▶ _Short exercise 1_
In the forum excerpt on indistinguishable processes, which book, page, and question does the example seem to come from?
▶ _Short exercise 2_
Carry on the forum excerpt on indistinguishable processes from its last sentence.

▶ _Page_
** BEGIN **

For a fixed $t\geq 0,$ note that \begin{align*} \mathbb{P}\left( X(t) = Y(t) \right) & = \mathbb{P}\left( X(t) = 0 \right) \\ & = \mathbb{P}\left( \left\{ \omega\in\Omega: X(t)(\omega) = 0 \right\} \right) \\ & = \mathbb{P}\left( \left\{ \omega\in\Omega: \omega \neq t \right\} \right) \\ & = \mathbb{P}\left( \Omega \setminus \{t\} \right) \\ & = 1. %should be 1 here instead of 0 \end{align*} Therefore, $X$ and $Y$ are modifications of each other.

On the other hand, note that \begin{align*} \mathbb{P} \left( \bigcap_{t\geq 0} \left\{ \omega\in\Omega: X(t)(\omega) = Y(t)(\omega) \right\} \right) & = \mathbb{P} \left( \bigcap_{t\geq 0} \left\{ \omega\in\Omega: X(t)(\omega) = 0 \right\} \right) \\ & = \mathbb{P} \left( \bigcap_{t\geq 0} \left\{ \omega\in\Omega: \omega\neq t \right\} \right) \\ & = \mathbb{P} \left( \bigcap_{t\geq 0} \Omega\setminus \{t\}\right) \\ & = \mathbb{P}(\emptyset) \\ & = 0 \end{align*} where the second last equality is because of $\Omega = [0,\infty).$ Therefore, $X$ and $Y$ are distinguishable.

Answer 4

Unfortunately I did not understand the other answers given thus far to this question.

After searching I found that the example I posted seems to come from Oksendal - Stochastic Differential Equations - p18 - q2.9.

** END **

▶ _Data lines_
** BEGIN **

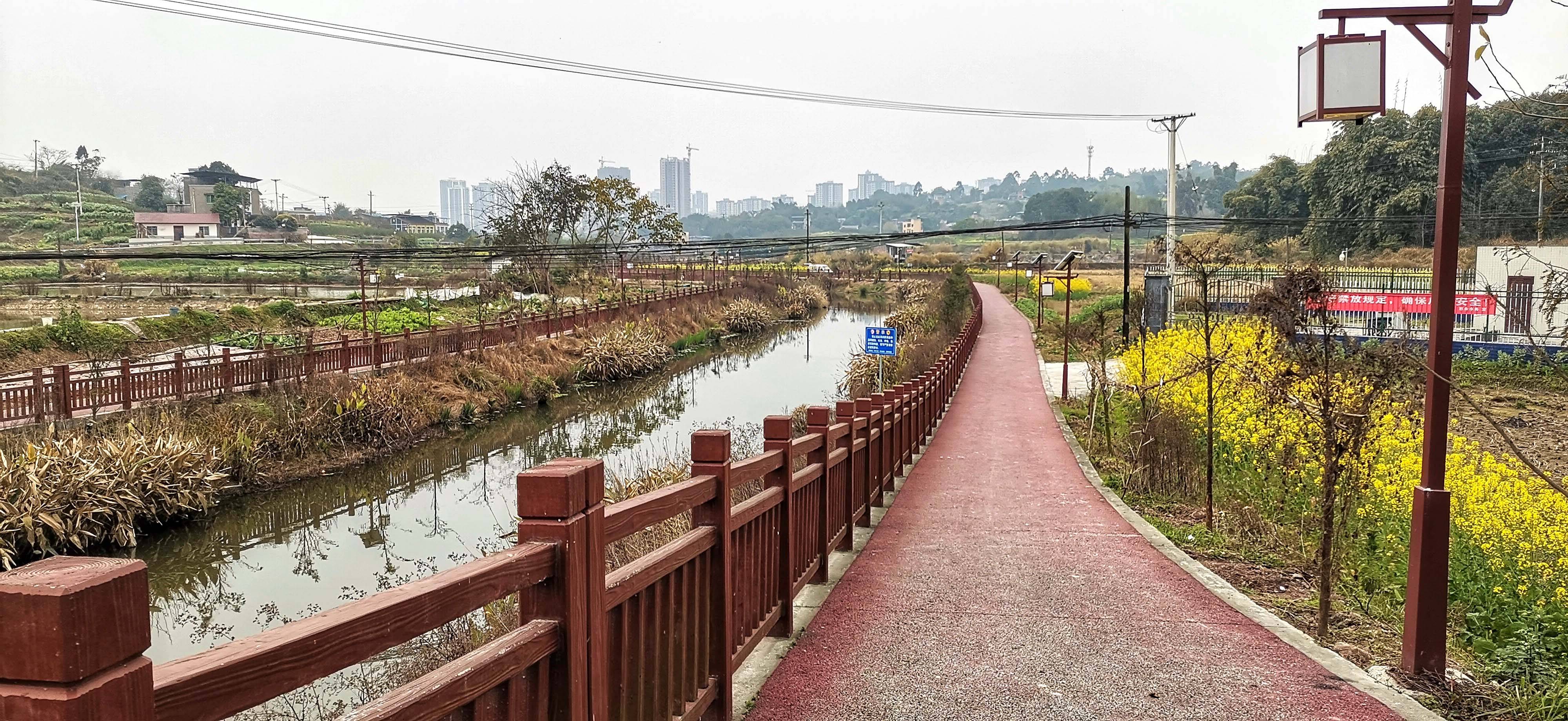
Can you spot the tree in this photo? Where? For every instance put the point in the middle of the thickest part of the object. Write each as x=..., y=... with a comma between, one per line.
x=1274, y=192
x=1340, y=388
x=150, y=194
x=230, y=205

** END **

▶ _Task output 1_
Oksendal's Stochastic Differential Equations, page 18, question 2.9.

▶ _Task output 2_
Further searching found these solutions to Oksendal: https://www.quantnet.com/threads/is-there-solution-to-sde-by-%C3%98ksendal.8066/

The solution given there to the example problem is:

$\textbf{Solution:}$

With \begin{align} X_t(\omega) = \begin{cases}1 \text{ if $t=\omega$}\\0 \text{ otherwise} \end{cases} \end{align} and $Y_t(\omega) = 0$ for all $(t,\omega) \in [0,\infty) \times [0,\infty)$ we have \begin{align} P[X_t = Y_t] = P[X_t = 0] = P(\{\omega; \omega \ne t\}) = 1. \end{align} Hence $X_t$ is a version of $Y_t$.

Unfortunately I still do not undertstand why $P(\{\omega; \omega \ne t\}) = 1$ - and more importantly my original question of obtaining a layman's explanation of what "modification" or "indistinguishable" really means remains unanswered.

If there are any teachers out there or academic staff whom have had experience explaining difficult concepts then I would really appreciate any contribution you could offer.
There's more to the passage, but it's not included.